## EXERCISE INSTRUCTIONS:
Each line of the material must be repeated precisely, with the pictures left out.

## GIVEN DATA:

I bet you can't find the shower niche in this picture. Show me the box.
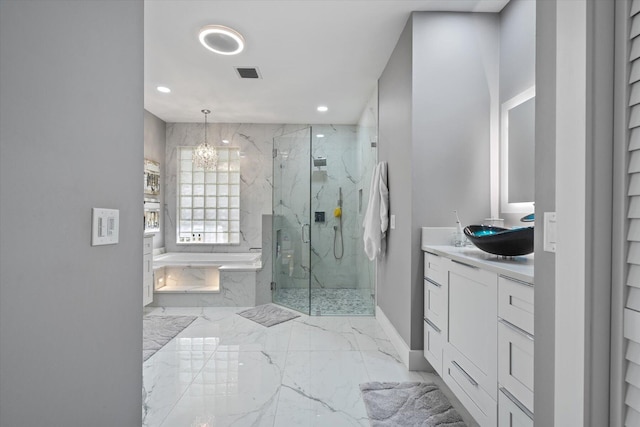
[272,125,375,316]
[142,159,160,234]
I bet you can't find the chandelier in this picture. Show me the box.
[193,110,218,170]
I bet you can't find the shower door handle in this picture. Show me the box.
[301,224,311,243]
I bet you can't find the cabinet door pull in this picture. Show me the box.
[424,317,442,333]
[499,274,533,288]
[451,259,480,270]
[498,317,535,341]
[500,387,533,421]
[451,360,478,387]
[424,277,442,288]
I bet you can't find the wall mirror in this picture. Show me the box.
[500,87,536,213]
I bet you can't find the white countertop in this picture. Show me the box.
[422,244,534,283]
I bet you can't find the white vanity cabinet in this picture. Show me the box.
[142,236,153,306]
[424,252,451,376]
[498,276,534,427]
[422,244,533,427]
[442,259,498,426]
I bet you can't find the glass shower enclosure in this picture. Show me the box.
[272,125,375,316]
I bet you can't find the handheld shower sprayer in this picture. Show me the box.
[333,187,344,259]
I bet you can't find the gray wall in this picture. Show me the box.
[533,1,556,427]
[377,19,413,343]
[144,110,167,249]
[0,1,143,427]
[378,12,499,349]
[500,0,536,226]
[500,0,536,104]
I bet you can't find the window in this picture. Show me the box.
[177,147,240,245]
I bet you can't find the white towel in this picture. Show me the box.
[362,162,389,261]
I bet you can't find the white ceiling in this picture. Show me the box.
[144,0,509,124]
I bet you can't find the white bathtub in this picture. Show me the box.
[153,252,262,307]
[153,252,262,271]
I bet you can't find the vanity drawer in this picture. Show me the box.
[424,252,448,285]
[498,388,533,427]
[424,279,448,334]
[498,319,534,411]
[424,319,444,377]
[498,276,534,335]
[442,349,498,427]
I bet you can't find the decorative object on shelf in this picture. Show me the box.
[464,225,533,256]
[144,159,160,195]
[193,110,218,170]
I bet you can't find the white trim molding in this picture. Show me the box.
[376,306,434,372]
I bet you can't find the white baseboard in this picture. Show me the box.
[376,306,434,372]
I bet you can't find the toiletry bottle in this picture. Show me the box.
[453,211,465,247]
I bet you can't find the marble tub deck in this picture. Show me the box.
[142,307,477,427]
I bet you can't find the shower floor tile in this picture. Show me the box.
[273,289,375,316]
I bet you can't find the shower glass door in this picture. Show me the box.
[272,128,311,314]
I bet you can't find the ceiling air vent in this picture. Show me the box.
[234,67,261,79]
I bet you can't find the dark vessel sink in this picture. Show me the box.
[464,225,533,256]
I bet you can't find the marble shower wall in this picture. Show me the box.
[274,125,370,289]
[311,125,361,288]
[163,123,305,252]
[273,127,310,289]
[163,120,377,300]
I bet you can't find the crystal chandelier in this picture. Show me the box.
[193,110,218,170]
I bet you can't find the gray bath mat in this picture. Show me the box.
[360,382,466,427]
[142,316,197,362]
[238,304,300,327]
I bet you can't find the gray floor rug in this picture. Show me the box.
[360,382,466,427]
[142,316,197,362]
[238,304,300,327]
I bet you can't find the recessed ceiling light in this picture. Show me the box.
[198,25,244,55]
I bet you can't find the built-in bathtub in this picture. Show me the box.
[153,252,262,271]
[153,252,262,307]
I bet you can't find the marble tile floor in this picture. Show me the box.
[273,288,375,316]
[142,307,477,427]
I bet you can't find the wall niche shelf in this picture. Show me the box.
[143,159,160,234]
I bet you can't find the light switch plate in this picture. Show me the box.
[543,212,558,252]
[91,208,120,246]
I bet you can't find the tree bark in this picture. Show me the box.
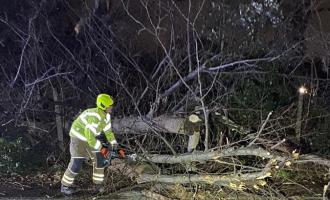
[113,115,188,134]
[137,171,270,186]
[141,147,285,164]
[52,87,65,151]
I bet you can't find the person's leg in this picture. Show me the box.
[61,138,86,194]
[88,149,105,186]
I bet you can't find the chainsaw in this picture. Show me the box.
[100,148,137,167]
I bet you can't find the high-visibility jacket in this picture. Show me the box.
[70,108,117,150]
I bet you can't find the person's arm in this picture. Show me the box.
[80,113,101,150]
[103,116,118,146]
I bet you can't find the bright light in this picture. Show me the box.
[299,86,307,94]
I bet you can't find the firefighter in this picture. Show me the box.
[61,94,118,195]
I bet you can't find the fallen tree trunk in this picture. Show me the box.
[113,115,189,134]
[141,147,285,164]
[137,170,271,186]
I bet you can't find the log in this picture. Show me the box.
[137,170,271,186]
[140,147,285,164]
[113,115,189,134]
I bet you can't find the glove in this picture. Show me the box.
[100,147,110,158]
[111,143,118,151]
[118,148,126,158]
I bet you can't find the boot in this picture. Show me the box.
[61,185,74,195]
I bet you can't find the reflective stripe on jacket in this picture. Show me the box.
[70,108,117,150]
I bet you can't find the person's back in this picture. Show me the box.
[61,94,118,194]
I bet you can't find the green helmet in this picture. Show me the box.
[96,94,114,110]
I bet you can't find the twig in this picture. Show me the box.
[248,111,273,147]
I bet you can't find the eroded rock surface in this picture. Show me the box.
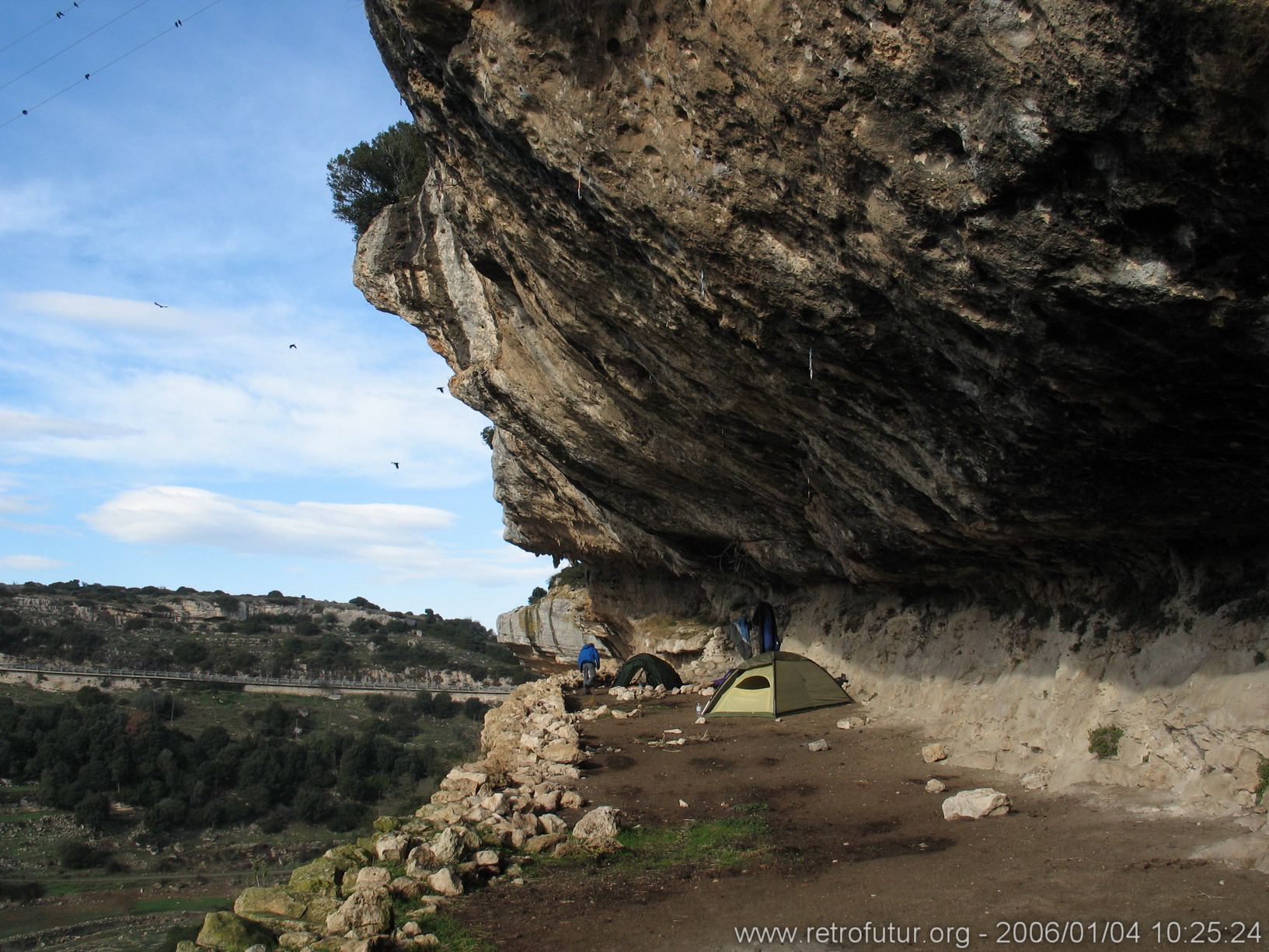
[357,0,1269,585]
[355,0,1269,812]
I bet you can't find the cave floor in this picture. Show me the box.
[455,696,1269,952]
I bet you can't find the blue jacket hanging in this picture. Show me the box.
[748,602,780,653]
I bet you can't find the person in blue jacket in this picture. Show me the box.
[577,641,599,694]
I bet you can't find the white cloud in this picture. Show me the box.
[361,546,553,588]
[0,179,66,235]
[0,292,489,489]
[0,556,66,573]
[0,410,137,441]
[9,291,207,334]
[82,486,455,560]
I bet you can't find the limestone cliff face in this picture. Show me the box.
[355,0,1269,807]
[497,585,613,667]
[358,0,1269,594]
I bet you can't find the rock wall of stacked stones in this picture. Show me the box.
[191,673,621,952]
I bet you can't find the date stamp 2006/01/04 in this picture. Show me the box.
[735,919,1265,950]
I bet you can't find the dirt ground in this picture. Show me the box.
[455,696,1269,952]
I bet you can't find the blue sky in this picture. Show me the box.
[0,0,552,626]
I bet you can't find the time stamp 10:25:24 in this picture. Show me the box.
[995,919,1263,946]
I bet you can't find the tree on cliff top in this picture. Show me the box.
[326,122,427,237]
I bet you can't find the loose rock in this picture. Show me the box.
[943,787,1010,820]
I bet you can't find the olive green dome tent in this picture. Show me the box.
[613,655,683,688]
[704,651,850,717]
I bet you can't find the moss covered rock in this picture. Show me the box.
[233,886,307,919]
[194,912,278,952]
[289,856,347,896]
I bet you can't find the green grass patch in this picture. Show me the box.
[0,810,58,822]
[420,915,497,952]
[1089,726,1123,760]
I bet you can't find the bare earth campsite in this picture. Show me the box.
[458,696,1269,952]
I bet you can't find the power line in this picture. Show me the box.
[0,0,159,89]
[0,2,86,54]
[0,0,221,130]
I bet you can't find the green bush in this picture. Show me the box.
[1089,727,1123,760]
[326,122,427,236]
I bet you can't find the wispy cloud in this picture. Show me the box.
[0,410,137,441]
[82,486,455,560]
[0,555,66,573]
[0,179,66,235]
[9,291,206,334]
[0,292,489,487]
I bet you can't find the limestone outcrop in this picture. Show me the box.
[355,0,1269,585]
[497,585,613,664]
[205,673,634,952]
[354,0,1269,811]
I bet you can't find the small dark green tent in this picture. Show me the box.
[613,655,683,688]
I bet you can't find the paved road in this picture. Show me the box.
[0,661,511,698]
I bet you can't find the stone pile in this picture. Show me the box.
[608,684,713,701]
[190,675,621,952]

## TASK SOLUTION:
I bet you can't find the shower niche in this picture. Show me the box.
[272,125,375,316]
[142,159,160,234]
I bet you can't find the chandelier in this picture. Show me the box.
[193,110,218,170]
I bet you can't find the shower door handle in this picture. Show me the box.
[301,224,311,243]
I bet you can't find the cabinet door pull in this picture. Show me the box.
[424,317,442,333]
[499,274,533,288]
[451,259,480,270]
[498,317,535,341]
[500,387,533,421]
[451,360,478,387]
[424,277,442,288]
I bet you can't find the wall mirror in this picture. Show me the box.
[500,87,536,213]
I bet you can't find the white countertop in this picture. Show me the box.
[422,244,534,283]
I bet you can't find the white vanity cabinet in this picture. Show me the box.
[142,236,153,306]
[424,252,451,376]
[498,276,534,427]
[422,244,533,427]
[442,259,498,426]
I bet you can't find the glass shower enclosure in this picture. Show me the box.
[272,125,375,316]
I bet you can't find the handheld shower sprayer in this picture. Show me the box.
[333,187,344,259]
I bet you can't find the gray wall in this picture. Show me the box.
[533,1,556,427]
[377,19,413,343]
[144,110,167,249]
[0,1,143,427]
[378,12,499,349]
[500,0,536,226]
[500,0,536,104]
I bet you can't find the window in this picture. Show me the box.
[177,147,240,245]
I bet you can't find the white towel in this picture. Show me the box.
[362,162,389,261]
I bet you can't find the white ceiling in this picture. Show me the box.
[144,0,509,124]
I bet you can't find the white bathtub in this picture. Show me the box.
[153,252,262,307]
[153,252,262,271]
I bet you can't find the vanity drawer in this picture. Show me the box.
[424,252,448,285]
[498,388,533,427]
[424,279,448,334]
[498,319,534,411]
[424,319,444,377]
[498,276,534,335]
[442,349,498,427]
I bet you can't find the decorative object on shelf in this picture. Show me the box.
[464,225,533,256]
[144,159,160,195]
[193,110,218,170]
I bet you can't find the white trim molding in this picture. Show me the box.
[376,306,434,372]
I bet you can't find the white baseboard in this picture. Show me the box.
[376,306,434,372]
I bet you can't find the toiletry bottle in this picture. Show me the box.
[453,211,465,247]
I bet you can't find the marble tub deck in this picture. Show me the box.
[142,307,477,427]
I bet you can't find the shower floor tile in this picture. Show me the box.
[273,289,375,316]
I bet you can't find the shower glass door in this picture. Show me the box.
[272,128,311,314]
I bet you can't find the ceiling air vent in this picture. Show me the box.
[234,67,261,79]
I bet you can't find the dark vessel sink in this picture. Show me the box.
[464,225,533,256]
I bet you can't find the marble shower wall in this picture. Show me the box.
[274,125,370,289]
[311,125,361,288]
[163,123,305,252]
[273,127,310,289]
[163,120,377,300]
I bet you can't find the crystal chandelier in this picture. Show me the box.
[193,110,218,170]
I bet you can't find the gray bath mat in this picture. Show me the box.
[360,382,466,427]
[142,316,197,362]
[238,304,300,327]
I bet you can't find the gray floor rug in this picture. Show me the box.
[360,382,466,427]
[142,316,197,362]
[238,304,300,327]
I bet you can't find the recessed ceiling light in this picture. Show me the box.
[198,25,244,55]
I bet you can't find the built-in bathtub in this picture. Show me the box.
[153,252,262,271]
[153,252,262,307]
I bet you can't find the marble tile floor in this picture. Show me the box.
[273,288,375,316]
[142,307,477,427]
I bet you can't find the wall niche shelf in this picture. Show me the box.
[143,159,160,234]
I bet you can't find the light switch plate in this picture. Show me the box.
[543,212,558,252]
[91,208,120,246]
I bet you can't find the tree bark in this picture. Show me the box.
[113,115,188,134]
[137,171,270,186]
[141,147,285,164]
[52,87,65,151]
I bet you can't find the person's leg in this picture. Show me the box.
[61,138,86,194]
[88,149,105,186]
I bet you can't find the chainsaw in this picture. Show me the box.
[100,148,137,167]
I bet you can't find the high-visibility jacket in this picture. Show me the box.
[70,108,117,150]
I bet you can't find the person's arm in this picture. Show me the box.
[80,113,101,150]
[103,116,118,146]
I bet you can't find the bright light in this picture. Show me the box.
[299,86,307,94]
I bet you can't find the firefighter in this picture. Show me the box.
[61,94,118,195]
I bet you can't find the fallen tree trunk in this picture. Show me the box.
[113,115,189,134]
[141,147,285,164]
[137,170,271,186]
I bet you can't find the log in this picture. Show me the box.
[137,170,271,186]
[140,147,285,164]
[113,115,189,134]
I bet you can't find the glove in this picture. Show me the box.
[100,147,110,158]
[111,143,118,151]
[118,148,126,158]
I bet you can't find the boot in this picture. Show me the box.
[61,185,74,195]
I bet you can't find the reflective stripe on jacket in this picture. Show me the box.
[70,108,117,150]
I bet you can't find the person's back in this picture. Show me the box.
[61,94,118,194]
I bet you can't find the green helmet in this picture. Show me the box.
[96,94,114,110]
I bet you can't find the twig in this picture. Show me the box.
[248,111,273,147]
I bet you can't find the eroded rock surface in this picture. Show me the box.
[357,0,1269,585]
[355,0,1269,812]
I bet you can't find the cave floor in this picture. Show me the box.
[455,696,1269,952]
I bet you can't find the blue jacket hanging in this picture. Show me the box.
[748,602,780,653]
I bet you can't find the person in blue jacket in this picture. Show me the box.
[577,641,599,694]
I bet you can't find the white cloud in this picture. Show me the box.
[361,546,553,588]
[0,179,66,235]
[0,292,489,489]
[0,556,66,573]
[0,410,137,441]
[9,291,207,334]
[82,486,455,560]
I bet you can't find the limestone cliff face in this picture. Show me the box.
[355,0,1269,807]
[497,585,613,667]
[358,0,1269,594]
I bet you can't find the rock wall of stacked stones in this picture. Show me the box.
[191,673,621,952]
I bet you can't find the date stamp 2006/01/04 in this picture. Show me the box.
[735,919,1265,950]
I bet you can't find the dirt ground in this picture. Show me the box.
[455,696,1269,952]
I bet you can't find the blue sky in this picture. Show me the box.
[0,0,552,626]
I bet you can't find the time stamp 10:25:24 in this picture. Show me the box.
[995,919,1263,946]
I bet you can't find the tree on cliff top in this picture. Show me the box.
[326,122,427,237]
I bet you can't find the loose rock in this picture. Show me the box.
[943,787,1010,820]
I bet you can't find the olive green dome tent in this picture. Show me the box.
[613,655,683,688]
[704,651,850,717]
I bet you can't find the moss covered rock in this picture. Show me the box.
[233,886,307,919]
[194,912,278,952]
[289,856,347,896]
I bet you can't find the green grass patch in this picture. Show me the box.
[0,810,58,822]
[420,915,497,952]
[1089,726,1123,760]
I bet you can't find the bare earth campsite in this picture. Show me the box.
[458,696,1269,952]
I bet you can't find the power line in this picture. Show me the box.
[0,0,159,89]
[0,2,86,54]
[0,0,221,130]
I bet you can't find the green bush in this picture. Show me the box.
[1089,727,1123,760]
[326,122,427,236]
I bet you can't find the wispy cloud in this picture. Show me the box.
[0,410,137,441]
[82,486,455,560]
[0,555,66,573]
[0,179,66,235]
[9,291,206,334]
[0,292,489,487]
I bet you can't find the limestone outcrop in this picture. Show me the box.
[355,0,1269,585]
[497,585,613,664]
[205,673,634,952]
[354,0,1269,811]
I bet you can't find the small dark green tent in this picture. Show me the box.
[613,655,683,688]
I bet you can't find the paved road in this picture. Show me the box.
[0,661,511,698]
I bet you can't find the stone pile in this picture. Show me the box.
[608,684,713,701]
[190,675,621,952]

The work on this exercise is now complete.